(Goal of the exercise):
Starting at the line that contains "Where can you see the spruce", quote each line exactly through the last line of the entries, both included.

---------- Excerpted data

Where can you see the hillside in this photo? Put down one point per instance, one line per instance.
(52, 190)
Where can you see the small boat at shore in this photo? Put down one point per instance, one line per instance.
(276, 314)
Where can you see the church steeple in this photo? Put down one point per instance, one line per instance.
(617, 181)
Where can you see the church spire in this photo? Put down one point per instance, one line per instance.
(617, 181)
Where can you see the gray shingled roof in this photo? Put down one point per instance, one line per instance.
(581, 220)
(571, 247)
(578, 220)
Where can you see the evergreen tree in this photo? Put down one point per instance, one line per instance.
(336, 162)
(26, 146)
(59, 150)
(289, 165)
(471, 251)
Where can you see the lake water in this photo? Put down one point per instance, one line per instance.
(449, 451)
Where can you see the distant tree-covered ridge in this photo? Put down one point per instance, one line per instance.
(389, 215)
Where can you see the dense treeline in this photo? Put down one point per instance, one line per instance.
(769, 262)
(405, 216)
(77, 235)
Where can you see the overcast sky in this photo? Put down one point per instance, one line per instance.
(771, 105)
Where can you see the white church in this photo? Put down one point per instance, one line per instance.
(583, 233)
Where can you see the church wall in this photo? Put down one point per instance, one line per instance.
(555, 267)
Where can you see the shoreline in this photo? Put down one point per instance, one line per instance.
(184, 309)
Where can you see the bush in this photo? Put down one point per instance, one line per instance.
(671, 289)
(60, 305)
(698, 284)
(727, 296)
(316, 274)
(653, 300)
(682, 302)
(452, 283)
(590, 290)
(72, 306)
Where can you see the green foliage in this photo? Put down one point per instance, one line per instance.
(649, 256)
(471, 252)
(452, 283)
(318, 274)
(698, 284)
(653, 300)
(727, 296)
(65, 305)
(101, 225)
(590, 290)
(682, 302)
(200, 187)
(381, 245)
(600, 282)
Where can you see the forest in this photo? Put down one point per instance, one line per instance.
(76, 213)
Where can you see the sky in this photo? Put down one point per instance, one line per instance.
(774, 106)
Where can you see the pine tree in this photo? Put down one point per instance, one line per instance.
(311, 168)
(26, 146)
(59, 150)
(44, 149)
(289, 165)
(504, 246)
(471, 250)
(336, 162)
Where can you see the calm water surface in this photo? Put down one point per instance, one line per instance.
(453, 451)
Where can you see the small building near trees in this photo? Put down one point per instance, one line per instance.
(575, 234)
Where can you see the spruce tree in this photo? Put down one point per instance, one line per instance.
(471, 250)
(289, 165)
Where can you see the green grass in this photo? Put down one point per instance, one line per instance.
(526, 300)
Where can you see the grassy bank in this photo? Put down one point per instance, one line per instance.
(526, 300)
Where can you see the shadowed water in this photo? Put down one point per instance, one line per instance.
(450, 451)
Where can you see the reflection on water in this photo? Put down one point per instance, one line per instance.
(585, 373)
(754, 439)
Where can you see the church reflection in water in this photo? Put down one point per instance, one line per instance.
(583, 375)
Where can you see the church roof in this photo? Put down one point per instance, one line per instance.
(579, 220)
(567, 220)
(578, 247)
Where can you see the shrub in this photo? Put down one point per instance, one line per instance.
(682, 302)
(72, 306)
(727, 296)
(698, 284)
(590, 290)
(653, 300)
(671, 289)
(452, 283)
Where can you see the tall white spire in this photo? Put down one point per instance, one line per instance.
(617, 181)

--------------------

(Full output):
Where can you see the spruce tree in this photo? Put down one point per instance, one line per instance.
(471, 250)
(289, 165)
Where can you see the green grass in this photo? Put down one point per instance, one line per instance.
(526, 300)
Where can you see the grassy bank in this photo? Put down one point per instance, one line per instance.
(526, 300)
Where can you see the shadowed water in this photo? Put down one point per instance, one line per instance.
(450, 451)
Where can you see the reflection on water in this photo? Put down one point per instance, one line per instance.
(585, 373)
(754, 439)
Where can you see the church reflection in water in this photo? Put down one point per instance, one line per instance.
(583, 375)
Where can you see the church roof in this photo? Put down one point per instance, one line per instance.
(579, 220)
(567, 220)
(578, 247)
Where can you see the shrub in this photo? Put down one point per instance, one line per instance.
(682, 302)
(72, 306)
(727, 296)
(698, 284)
(590, 290)
(653, 300)
(671, 289)
(452, 283)
Where can you see the tall white spire in this photo? Put down one point per instance, one line per instance.
(617, 181)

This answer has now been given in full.